*** Record excerpts Section Begins ***

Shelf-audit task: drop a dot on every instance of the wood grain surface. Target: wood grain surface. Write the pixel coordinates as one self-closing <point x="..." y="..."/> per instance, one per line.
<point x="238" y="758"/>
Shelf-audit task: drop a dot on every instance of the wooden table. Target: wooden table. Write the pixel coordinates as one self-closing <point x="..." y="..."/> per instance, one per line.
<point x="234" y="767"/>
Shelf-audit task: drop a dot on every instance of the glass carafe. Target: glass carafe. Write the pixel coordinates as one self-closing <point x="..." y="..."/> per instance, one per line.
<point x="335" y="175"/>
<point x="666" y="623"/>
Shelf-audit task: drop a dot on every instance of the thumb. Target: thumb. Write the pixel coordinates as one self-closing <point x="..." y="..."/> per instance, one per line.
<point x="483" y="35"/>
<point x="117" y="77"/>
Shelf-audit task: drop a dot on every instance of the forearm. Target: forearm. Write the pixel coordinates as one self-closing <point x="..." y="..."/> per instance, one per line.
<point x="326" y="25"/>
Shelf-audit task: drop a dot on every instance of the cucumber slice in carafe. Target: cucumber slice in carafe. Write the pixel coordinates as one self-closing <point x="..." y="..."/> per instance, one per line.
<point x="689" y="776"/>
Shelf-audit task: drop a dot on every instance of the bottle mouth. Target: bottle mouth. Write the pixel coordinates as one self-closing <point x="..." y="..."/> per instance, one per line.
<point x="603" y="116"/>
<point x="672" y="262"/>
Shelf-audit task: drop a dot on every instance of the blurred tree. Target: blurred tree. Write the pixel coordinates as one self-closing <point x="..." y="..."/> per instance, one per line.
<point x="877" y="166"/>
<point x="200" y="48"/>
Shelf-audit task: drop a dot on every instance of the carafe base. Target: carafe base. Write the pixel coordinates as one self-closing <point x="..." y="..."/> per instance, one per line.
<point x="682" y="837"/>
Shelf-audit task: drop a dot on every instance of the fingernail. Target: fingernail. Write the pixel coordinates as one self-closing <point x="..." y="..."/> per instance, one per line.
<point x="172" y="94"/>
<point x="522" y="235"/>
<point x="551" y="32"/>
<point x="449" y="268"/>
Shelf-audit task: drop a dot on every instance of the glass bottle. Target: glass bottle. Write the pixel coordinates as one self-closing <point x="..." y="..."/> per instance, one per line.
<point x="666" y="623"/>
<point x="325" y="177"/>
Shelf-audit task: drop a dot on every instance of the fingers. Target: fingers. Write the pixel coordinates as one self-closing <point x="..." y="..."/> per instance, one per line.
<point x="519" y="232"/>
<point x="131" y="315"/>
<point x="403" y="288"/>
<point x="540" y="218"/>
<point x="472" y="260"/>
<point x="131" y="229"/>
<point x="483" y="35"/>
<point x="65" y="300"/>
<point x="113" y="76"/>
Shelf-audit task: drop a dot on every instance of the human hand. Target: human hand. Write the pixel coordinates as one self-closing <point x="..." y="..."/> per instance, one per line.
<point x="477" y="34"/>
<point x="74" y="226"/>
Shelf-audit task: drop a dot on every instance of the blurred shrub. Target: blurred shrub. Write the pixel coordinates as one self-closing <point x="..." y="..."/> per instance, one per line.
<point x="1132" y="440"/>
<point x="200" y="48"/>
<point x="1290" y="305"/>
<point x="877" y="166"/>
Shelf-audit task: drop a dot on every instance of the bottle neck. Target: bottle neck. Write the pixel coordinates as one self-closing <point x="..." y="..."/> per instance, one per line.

*** Record excerpts Section Ends ***

*Work to be completed*
The records above must be restated. Preserve every word.

*Result below*
Shelf-audit task: drop a dot on every instance of the wood grain surface. Target: wood grain surface. Write the pixel coordinates as one self-closing <point x="..." y="..."/> per instance, one per line.
<point x="238" y="758"/>
Shelf-audit task: drop a dot on every instance of the wooden table. Target: wooden table. Write the pixel coordinates as one self-closing <point x="..." y="..."/> per instance, one per line.
<point x="234" y="767"/>
Shelf-audit task: drop a dot on every instance of the glass carafe. Target: glass carafe. Write the pixel coordinates as one self-closing <point x="..." y="..."/> per instance, one per line.
<point x="335" y="175"/>
<point x="666" y="623"/>
Shelf-audit task: drop a dot on every instance of the thumb. Target: thumb. Write the pixel coordinates as one self-closing <point x="..." y="..."/> per instance, one per line.
<point x="483" y="35"/>
<point x="117" y="77"/>
Shelf-audit task: drop a dot on every instance of the forearm. Target: forearm. Write the pixel coordinates as one self-closing <point x="..." y="..."/> per instance, one per line.
<point x="326" y="25"/>
Shelf-audit task: drop a dot on every instance of the cucumber slice in carafe. Target: cucumber slice in carafe. Write the pixel coordinates as one self-closing <point x="..." y="..."/> per instance, one per line.
<point x="689" y="776"/>
Shelf-audit task: drop a dot on every instance of the bottle mouth. Target: bottle mouth. Write the pixel coordinates as one self-closing <point x="..." y="..."/> per instance, one per line.
<point x="603" y="116"/>
<point x="672" y="262"/>
Shelf-audit task: drop a dot on every instance of the blurred tree. Target: blurred tree. Write the pixel coordinates as one self-closing <point x="..." y="..."/> per instance, one per line.
<point x="877" y="166"/>
<point x="200" y="48"/>
Shelf-audit task: drop a dot on every instance of the carafe base. Target: carafe base. Write the pixel coordinates as one self-closing <point x="..." y="..."/> per instance, one per line.
<point x="682" y="837"/>
Shelf-audit task: drop a dot on every instance of the fingernail. Target: fingernail. Write the pixel coordinates as one self-closing <point x="..." y="..."/> per instance, one per line.
<point x="172" y="94"/>
<point x="522" y="235"/>
<point x="551" y="32"/>
<point x="449" y="268"/>
Shelf-audit task: drop a dot on every instance of the glass bottle. Target: glass bottle. Write the pixel coordinates as one self-closing <point x="..." y="..."/> per instance, one per line.
<point x="666" y="623"/>
<point x="325" y="177"/>
Shelf-audit task: drop a dot on every instance of the fingers. Target: fingers. Write the pixel coordinates as one self-closing <point x="..." y="..."/> per instance, one per line.
<point x="519" y="232"/>
<point x="131" y="315"/>
<point x="403" y="288"/>
<point x="540" y="218"/>
<point x="472" y="260"/>
<point x="131" y="229"/>
<point x="483" y="35"/>
<point x="65" y="300"/>
<point x="113" y="76"/>
Shelf-audit task: drop a dot on every instance of the human hand. Target: human hand. Write the pixel coordinates as one self-closing <point x="..." y="..."/> per instance, one per line.
<point x="477" y="34"/>
<point x="74" y="226"/>
Shelf-audit task: drop a dot on every instance of the blurred shrub. Target: blurred shrub. Write the pixel coordinates as one self-closing <point x="..." y="..."/> per instance, one per line.
<point x="1132" y="440"/>
<point x="200" y="48"/>
<point x="1290" y="305"/>
<point x="877" y="166"/>
Shelf-audit task: drop a dot on every instance of the bottle neck. Target: bottle neck. Write the pixel coordinates as one self-closing <point x="..." y="..."/> per instance, one per line.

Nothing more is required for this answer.